◆ TASK TO COMPLETE: Word for word, set down every record that appears below.

<<<<

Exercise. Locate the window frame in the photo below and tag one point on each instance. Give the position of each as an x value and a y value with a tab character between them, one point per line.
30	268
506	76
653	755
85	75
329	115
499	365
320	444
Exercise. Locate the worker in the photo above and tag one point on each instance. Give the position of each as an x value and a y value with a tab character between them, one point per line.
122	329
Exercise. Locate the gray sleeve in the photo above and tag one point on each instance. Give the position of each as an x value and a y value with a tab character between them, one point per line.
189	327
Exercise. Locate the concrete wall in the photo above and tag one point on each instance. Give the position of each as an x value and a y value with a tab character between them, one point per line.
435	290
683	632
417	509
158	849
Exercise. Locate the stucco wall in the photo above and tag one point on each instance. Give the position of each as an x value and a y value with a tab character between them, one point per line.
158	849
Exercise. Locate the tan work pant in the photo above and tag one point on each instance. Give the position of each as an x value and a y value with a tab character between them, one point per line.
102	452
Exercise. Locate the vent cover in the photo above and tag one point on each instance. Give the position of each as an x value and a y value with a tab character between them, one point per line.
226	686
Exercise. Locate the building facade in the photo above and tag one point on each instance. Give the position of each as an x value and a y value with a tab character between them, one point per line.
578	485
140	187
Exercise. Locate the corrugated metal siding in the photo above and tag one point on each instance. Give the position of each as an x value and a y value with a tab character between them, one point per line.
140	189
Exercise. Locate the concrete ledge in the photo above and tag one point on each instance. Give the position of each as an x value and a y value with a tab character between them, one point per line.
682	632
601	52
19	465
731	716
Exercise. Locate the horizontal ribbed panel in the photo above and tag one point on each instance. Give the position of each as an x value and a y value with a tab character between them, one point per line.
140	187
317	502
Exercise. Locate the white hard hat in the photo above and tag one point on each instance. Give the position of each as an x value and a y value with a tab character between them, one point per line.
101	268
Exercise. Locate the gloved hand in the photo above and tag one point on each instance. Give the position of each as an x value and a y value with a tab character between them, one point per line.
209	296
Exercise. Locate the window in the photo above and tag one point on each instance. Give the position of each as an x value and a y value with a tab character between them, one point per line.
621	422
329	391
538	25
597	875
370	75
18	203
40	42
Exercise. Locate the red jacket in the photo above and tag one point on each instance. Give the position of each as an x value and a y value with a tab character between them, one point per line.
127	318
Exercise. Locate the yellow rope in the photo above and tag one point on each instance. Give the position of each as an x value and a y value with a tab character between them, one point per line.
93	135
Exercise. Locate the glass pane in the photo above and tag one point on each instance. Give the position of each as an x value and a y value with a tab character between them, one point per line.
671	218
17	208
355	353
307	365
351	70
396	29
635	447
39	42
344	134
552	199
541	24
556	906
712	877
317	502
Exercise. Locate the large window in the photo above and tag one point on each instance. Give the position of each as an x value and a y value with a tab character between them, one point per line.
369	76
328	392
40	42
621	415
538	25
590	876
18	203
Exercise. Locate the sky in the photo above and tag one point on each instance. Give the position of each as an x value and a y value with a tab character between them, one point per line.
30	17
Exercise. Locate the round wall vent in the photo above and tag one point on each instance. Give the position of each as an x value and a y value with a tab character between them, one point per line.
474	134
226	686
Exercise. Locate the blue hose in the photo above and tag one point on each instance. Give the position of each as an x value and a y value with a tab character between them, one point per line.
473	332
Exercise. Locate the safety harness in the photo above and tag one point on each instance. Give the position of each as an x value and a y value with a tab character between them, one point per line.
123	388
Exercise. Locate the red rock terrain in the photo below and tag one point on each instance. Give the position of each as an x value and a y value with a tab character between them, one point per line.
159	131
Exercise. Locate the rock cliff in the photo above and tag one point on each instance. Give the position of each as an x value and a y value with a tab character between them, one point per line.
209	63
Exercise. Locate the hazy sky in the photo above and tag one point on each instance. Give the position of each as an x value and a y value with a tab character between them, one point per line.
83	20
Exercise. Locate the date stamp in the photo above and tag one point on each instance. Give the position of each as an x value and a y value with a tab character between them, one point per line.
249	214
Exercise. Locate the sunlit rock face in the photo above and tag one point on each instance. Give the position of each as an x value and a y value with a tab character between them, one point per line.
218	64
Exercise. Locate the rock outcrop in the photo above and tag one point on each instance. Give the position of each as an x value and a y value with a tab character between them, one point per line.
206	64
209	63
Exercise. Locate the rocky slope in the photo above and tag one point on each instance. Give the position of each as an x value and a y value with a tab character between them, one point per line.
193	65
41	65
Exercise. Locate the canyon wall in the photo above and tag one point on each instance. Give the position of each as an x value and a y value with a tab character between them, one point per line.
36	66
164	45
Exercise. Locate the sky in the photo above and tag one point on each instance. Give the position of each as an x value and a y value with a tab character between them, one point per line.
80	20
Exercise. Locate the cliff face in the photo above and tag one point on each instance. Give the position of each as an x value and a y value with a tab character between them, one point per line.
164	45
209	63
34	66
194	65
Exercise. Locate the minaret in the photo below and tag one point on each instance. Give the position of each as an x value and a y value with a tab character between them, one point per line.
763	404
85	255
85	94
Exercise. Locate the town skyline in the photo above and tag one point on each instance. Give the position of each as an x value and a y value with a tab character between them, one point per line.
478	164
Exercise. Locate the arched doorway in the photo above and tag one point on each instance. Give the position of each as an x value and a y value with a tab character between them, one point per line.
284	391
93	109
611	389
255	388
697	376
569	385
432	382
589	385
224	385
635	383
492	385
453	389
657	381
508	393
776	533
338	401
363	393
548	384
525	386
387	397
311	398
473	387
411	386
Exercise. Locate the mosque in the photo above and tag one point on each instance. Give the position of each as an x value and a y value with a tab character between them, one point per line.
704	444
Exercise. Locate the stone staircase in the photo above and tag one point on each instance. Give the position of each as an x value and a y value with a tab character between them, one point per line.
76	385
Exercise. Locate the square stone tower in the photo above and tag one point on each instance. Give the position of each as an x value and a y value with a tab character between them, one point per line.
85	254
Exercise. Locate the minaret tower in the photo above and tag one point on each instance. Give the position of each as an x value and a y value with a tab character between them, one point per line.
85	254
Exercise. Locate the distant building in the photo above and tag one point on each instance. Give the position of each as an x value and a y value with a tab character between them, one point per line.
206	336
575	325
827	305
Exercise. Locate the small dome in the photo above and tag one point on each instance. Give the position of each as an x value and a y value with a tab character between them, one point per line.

>>>>

◆ SOLVED EXERCISE:
Exercise. Locate the window frame in the photo below and tag one point on each instance. Give the position of each as an x value and a y value with a tab character between them, one point per line.
30	268
506	76
653	755
85	75
329	115
499	365
320	444
Exercise. Locate the worker in the photo above and tag one point on each instance. Give the position of each as an x value and a y value with a tab character between them, one point per line.
122	329
Exercise. Locate the gray sleeve in the photo above and tag one point on each instance. Give the position of each as an x value and a y value with a tab character between them, one point per line.
189	327
Exercise. Locate the concrete wall in the photo above and tag one point on each instance. Give the position of each as an x value and a y value with a tab character between them, one point per line.
435	290
683	632
417	509
158	849
Exercise. Locate the stucco wall in the photo above and tag one point on each instance. Give the position of each as an x value and a y value with a tab character between them, one point per line.
158	849
Exercise. Locate the tan work pant in the photo above and tag one point on each instance. Give the position of each as an x value and a y value with a tab character between them, one point per line.
102	452
Exercise. Locate the vent cover in the photo above and tag one point on each instance. Give the position of each as an x value and a y value with a tab character between them, one point per line.
226	686
Exercise. Locate the building facade in the photo above and tag one point on each instance. Give the position of each as an x value and a y value with a tab character between them, one point per line.
578	485
140	187
Exercise. Locate the corrugated metal siding in the photo above and tag one point on each instance. Give the position of each as an x value and a y value with a tab character between them, one point per line.
140	189
Exercise. Locate the concrete ledge in the photo above and tag one point on each instance. Give the position of each as an x value and a y value with a tab character between them, one point per line.
682	632
601	52
19	465
731	716
Exercise. Locate the horizontal ribbed panel in the photo above and tag one point on each instance. Give the position of each as an x value and a y value with a tab character between them, one point per line.
140	187
317	502
Exercise. Locate the white hard hat in the photo above and tag one point on each instance. Give the position of each as an x value and a y value with a tab character between them, one point per line.
101	268
Exercise. Locate the gloved hand in the photo above and tag one point on each instance. Give the position of each as an x value and a y value with a tab character between them, one point per line.
209	296
Exercise. Locate the window in the photo above and tag one point on each instance. Give the position of each as an x value and a y value with a tab character between them, one point per line.
621	422
329	391
538	25
597	875
370	75
18	203
40	42
Exercise. Locate the red jacket in the photo above and tag one point on each instance. Give the position of each as an x value and a y value with a tab character between them, one point per line.
127	318
Exercise. Locate the yellow rope in the photo above and tag one point on each instance. Give the position of each as an x value and a y value with a tab character between them, one point per line.
93	135
Exercise. Locate the glass pane in the photo above and tag one point on each instance. Give the position of each as an x value and a y value with a tab character between them, one point per line.
671	218
17	208
355	353
307	365
351	70
396	29
635	447
39	42
344	134
552	199
541	24
556	906
712	877
317	502
Exercise. Locate the large window in the photo above and tag one point on each instance. Give the position of each as an x value and a y value with a tab character between them, one point per line.
369	76
328	392
40	42
621	415
538	25
590	876
18	203
Exercise. Locate the sky in the photo above and tag one point on each instance. Give the position of each as an x value and a y value with a tab character between them, one point per line.
30	17
Exercise. Locate the round wall vent in the photo above and tag one point on each instance. Give the position of each as an x value and a y value with a tab character between them, one point per line.
474	134
226	686
Exercise. Locate the blue hose in the photo above and tag one point on each instance. Give the position of each as an x value and a y value with a tab character between them, one point per line.
473	332
Exercise. Locate the safety harness in the photo above and tag one point on each instance. Give the position of each as an x value and a y value with a tab character between them, one point per line.
123	388
Exercise. Locate the red rock terrain in the photo below and tag one point on each instance. Give the position of each as an x value and a y value with a tab character between them, one point per line.
159	131
Exercise. Locate the rock cliff in the photo above and tag one point on each instance. Give the position of each as an x value and a y value with a tab character between them, one point per line.
209	63
Exercise. Locate the hazy sky in the photo above and tag one point on each instance. Give the position of each as an x value and a y value with a tab character between them, one point per line.
83	20
Exercise. Locate the date stamp in the photo above and tag one point on each instance. Give the position of each as an x value and a y value with a tab character between them, one point per line.
249	214
Exercise. Locate the sunlit rock face in the photo above and tag one point on each instance. Give the position of each as an x value and a y value with a tab character between them, one point per line.
218	64
Exercise. Locate the rock outcrop in the photo above and tag one point on each instance. Give the position of each as an x value and a y value with a tab character between them, one point per line.
206	64
209	63
Exercise. Locate the rocky slope in the photo above and tag one point on each instance. Give the position of each as an x value and a y value with a tab character between them, one point per line.
193	65
41	65
Exercise. Locate the canyon wall in the photo above and tag one point on each instance. Give the position of each as an x value and a y value with a tab character between them, one point per line.
36	66
164	45
Exercise. Locate the sky in the photo above and tag one point on each instance. Give the position of each as an x value and a y value with a tab character between them, one point per line.
80	20
Exercise. Locate the cliff face in the photo above and tag one point on each instance. Give the position of each as an x value and a y value with a tab character between them, one point per line.
164	45
209	63
34	66
194	65
Exercise. Locate the minaret in the photo below and tag one point on each instance. Give the position of each as an x value and a y value with a tab character between them, one point per line.
763	404
85	255
85	94
Exercise. Locate the town skyline in the photo above and tag one point on each instance. Give the position of each as an x value and a y value with a tab character between them, one point per line.
478	164
Exercise. Locate the arched doorway in the photo above and tag one point on each instance. Give the position of each as an x value and a y value with a tab character between them, one point per line.
284	391
93	109
611	389
255	388
697	376
569	385
432	382
589	385
224	385
635	383
492	385
453	389
657	381
508	393
776	533
338	401
363	393
548	384
525	386
387	397
311	398
473	387
411	386
Exercise. Locate the mosque in the photo above and tag one point on each instance. Give the position of each as an x value and a y value with a tab character between them, one point per line.
704	444
Exercise. Locate the stone staircase in the photo above and tag one point on each instance. Give the position of each as an x value and a y value with a tab character between them, one point per line.
76	385
Exercise. Locate the square stone tower in the photo above and tag one point on each instance. Give the position of each as an x value and a y value with a tab character between them, one point per line.
85	254
Exercise. Locate the minaret tower in the photo above and tag one point on each instance. Give the position of each as an x value and a y value with a tab character between them, one point per line.
85	254
Exercise. Locate the distant building in the photo above and tag one point on each instance. Give the position of each as an x value and a y value with a tab character between them, one point per line.
206	336
575	325
827	305
Exercise. Locate the small dome in the photo above and tag one point on each instance. Give the position of each as an x value and a y value with a tab character between them, one point per line.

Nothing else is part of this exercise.